Task: Set down, word for word, the stretch of lines from the one containing "the dark necktie" to the end of the records below.

Data for this exercise:

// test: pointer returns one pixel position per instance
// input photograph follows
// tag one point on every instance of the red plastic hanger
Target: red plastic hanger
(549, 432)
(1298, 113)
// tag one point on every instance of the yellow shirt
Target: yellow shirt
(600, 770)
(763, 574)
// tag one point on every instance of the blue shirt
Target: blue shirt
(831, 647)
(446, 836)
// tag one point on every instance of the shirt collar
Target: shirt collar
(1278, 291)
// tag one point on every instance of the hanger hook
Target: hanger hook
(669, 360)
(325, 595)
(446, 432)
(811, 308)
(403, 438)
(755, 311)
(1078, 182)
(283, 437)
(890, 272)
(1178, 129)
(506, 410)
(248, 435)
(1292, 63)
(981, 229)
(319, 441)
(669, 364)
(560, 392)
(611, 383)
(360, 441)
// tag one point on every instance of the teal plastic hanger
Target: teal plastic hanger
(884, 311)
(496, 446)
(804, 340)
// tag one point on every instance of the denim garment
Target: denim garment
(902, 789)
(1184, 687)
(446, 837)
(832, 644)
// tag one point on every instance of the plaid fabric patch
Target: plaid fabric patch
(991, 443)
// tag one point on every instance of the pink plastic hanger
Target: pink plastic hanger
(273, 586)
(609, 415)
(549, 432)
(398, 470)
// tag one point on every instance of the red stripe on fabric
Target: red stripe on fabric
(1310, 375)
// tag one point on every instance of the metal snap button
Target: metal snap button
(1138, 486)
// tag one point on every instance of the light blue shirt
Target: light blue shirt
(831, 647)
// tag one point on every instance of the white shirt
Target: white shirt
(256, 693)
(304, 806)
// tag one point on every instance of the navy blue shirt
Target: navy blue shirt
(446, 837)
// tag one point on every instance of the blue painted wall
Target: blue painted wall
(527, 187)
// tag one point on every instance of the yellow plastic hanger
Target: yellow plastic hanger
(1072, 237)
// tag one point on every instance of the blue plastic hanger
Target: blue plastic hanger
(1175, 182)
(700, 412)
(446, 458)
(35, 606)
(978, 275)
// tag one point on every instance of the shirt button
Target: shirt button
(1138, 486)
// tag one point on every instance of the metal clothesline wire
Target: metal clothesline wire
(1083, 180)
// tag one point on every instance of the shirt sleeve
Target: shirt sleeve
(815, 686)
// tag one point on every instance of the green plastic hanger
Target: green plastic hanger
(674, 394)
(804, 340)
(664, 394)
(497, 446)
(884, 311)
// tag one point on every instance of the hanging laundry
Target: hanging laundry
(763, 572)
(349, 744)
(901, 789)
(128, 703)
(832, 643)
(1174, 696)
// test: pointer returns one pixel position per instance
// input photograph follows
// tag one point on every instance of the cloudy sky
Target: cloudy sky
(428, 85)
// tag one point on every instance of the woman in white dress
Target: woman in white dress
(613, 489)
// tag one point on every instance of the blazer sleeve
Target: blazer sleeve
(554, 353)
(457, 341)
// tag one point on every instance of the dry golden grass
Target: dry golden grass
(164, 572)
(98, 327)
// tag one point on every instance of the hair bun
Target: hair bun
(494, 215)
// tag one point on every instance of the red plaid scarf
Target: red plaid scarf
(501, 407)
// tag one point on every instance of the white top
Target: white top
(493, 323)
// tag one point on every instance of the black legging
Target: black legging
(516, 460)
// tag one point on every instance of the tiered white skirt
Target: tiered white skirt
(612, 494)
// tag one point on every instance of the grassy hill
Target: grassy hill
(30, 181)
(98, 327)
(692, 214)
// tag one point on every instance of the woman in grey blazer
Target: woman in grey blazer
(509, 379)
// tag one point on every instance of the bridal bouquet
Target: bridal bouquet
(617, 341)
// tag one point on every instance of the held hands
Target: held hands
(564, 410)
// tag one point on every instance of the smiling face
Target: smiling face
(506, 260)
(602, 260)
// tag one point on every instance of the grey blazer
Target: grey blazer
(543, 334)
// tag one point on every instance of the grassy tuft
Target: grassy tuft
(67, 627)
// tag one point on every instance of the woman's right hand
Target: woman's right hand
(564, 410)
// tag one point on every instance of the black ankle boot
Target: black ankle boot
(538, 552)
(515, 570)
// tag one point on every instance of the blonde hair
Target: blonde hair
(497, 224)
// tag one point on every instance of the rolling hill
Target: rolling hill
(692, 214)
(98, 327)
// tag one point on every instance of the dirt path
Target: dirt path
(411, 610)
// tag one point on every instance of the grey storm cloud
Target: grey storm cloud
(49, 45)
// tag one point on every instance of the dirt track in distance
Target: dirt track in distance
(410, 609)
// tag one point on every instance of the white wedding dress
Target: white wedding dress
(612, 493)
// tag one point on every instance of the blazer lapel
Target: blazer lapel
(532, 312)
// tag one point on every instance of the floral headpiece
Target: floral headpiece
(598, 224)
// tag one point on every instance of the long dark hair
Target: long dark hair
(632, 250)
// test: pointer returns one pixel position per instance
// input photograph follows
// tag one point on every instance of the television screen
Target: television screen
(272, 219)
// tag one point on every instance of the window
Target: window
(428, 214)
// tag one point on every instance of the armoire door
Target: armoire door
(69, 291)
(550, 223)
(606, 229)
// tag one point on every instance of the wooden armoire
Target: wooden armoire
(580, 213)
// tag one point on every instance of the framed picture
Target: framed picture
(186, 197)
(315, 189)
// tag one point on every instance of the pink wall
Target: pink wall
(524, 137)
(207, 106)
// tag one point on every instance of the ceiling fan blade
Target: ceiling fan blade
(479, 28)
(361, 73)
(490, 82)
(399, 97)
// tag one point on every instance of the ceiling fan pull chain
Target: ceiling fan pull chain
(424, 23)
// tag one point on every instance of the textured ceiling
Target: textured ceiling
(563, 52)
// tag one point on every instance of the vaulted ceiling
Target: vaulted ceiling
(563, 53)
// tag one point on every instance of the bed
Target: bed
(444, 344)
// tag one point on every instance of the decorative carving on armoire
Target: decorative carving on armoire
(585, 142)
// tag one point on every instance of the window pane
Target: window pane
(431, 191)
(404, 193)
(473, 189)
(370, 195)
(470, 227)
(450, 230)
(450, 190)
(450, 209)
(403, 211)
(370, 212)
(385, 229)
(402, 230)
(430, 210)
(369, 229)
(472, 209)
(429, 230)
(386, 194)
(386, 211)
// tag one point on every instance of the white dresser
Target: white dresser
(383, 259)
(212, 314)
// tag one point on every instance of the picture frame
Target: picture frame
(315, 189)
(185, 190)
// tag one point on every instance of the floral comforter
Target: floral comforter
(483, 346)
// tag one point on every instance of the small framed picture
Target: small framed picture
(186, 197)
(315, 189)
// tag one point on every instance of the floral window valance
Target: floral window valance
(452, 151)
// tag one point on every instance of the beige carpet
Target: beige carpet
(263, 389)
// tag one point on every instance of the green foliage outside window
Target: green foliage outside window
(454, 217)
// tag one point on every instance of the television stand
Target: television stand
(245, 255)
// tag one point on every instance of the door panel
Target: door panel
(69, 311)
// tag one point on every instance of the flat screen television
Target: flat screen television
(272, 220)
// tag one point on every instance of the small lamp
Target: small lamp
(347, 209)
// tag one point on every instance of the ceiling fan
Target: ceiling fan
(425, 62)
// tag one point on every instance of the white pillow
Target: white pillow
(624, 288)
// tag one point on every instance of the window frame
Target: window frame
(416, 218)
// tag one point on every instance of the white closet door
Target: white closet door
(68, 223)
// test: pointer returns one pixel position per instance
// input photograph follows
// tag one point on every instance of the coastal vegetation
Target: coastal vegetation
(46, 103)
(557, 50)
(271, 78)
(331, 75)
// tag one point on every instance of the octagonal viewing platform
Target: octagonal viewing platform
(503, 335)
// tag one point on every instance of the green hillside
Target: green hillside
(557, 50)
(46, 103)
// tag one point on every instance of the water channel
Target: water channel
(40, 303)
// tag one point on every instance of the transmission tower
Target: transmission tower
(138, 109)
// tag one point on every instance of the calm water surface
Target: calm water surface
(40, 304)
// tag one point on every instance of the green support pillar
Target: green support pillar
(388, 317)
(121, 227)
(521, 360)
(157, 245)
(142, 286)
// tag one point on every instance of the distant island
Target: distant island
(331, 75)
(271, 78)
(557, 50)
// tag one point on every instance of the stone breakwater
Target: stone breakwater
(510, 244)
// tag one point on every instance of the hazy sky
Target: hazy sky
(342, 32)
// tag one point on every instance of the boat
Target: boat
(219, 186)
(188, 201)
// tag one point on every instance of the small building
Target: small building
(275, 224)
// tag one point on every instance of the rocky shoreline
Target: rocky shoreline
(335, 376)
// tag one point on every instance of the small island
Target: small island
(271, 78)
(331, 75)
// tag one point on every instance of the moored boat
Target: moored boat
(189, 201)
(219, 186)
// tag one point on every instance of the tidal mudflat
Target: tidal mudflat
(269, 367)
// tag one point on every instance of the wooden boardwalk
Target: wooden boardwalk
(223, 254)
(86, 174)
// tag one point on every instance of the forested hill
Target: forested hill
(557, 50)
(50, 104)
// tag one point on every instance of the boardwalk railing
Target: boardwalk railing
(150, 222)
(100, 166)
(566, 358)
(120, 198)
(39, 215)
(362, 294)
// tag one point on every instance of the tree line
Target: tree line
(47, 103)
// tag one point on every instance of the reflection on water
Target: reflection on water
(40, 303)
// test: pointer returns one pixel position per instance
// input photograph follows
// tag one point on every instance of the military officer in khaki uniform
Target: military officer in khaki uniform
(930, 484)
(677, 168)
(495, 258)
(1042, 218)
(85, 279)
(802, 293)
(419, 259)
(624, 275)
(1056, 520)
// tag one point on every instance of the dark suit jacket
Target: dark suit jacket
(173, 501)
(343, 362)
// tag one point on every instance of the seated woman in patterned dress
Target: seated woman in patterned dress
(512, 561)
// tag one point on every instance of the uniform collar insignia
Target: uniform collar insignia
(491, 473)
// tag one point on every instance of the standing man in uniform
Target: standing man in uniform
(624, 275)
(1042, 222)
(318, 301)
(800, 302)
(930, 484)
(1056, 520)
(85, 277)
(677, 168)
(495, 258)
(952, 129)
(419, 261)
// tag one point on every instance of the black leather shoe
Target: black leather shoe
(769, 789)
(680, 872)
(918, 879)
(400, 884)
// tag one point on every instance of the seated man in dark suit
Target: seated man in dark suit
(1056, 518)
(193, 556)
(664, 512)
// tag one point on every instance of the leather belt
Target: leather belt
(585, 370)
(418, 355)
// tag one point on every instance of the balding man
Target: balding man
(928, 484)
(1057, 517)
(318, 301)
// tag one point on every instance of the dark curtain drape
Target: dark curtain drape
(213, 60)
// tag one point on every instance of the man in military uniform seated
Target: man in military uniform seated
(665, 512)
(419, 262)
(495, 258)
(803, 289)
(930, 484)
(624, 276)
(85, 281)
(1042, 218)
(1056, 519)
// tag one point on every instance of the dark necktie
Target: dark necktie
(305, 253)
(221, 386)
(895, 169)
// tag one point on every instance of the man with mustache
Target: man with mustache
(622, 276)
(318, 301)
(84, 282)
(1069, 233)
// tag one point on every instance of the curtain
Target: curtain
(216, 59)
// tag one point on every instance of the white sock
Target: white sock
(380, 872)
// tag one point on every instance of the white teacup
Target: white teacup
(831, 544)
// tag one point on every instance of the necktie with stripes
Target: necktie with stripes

Full response:
// tag one point on every instance of the dark necktie
Target: dark necktie
(305, 253)
(221, 386)
(895, 169)
// tag one point on every instance of the man with mustache
Target: man with mustache
(622, 276)
(318, 301)
(84, 282)
(1069, 233)
// tag one point on every instance of the curtain
Target: curtain
(216, 59)
// tag one point on every instance of the white sock
Target: white sock
(380, 872)
// tag one point on every instance of the white teacup
Target: white teacup
(831, 544)
// tag one point on every instance of the necktie with stripes
Target: necktie with stripes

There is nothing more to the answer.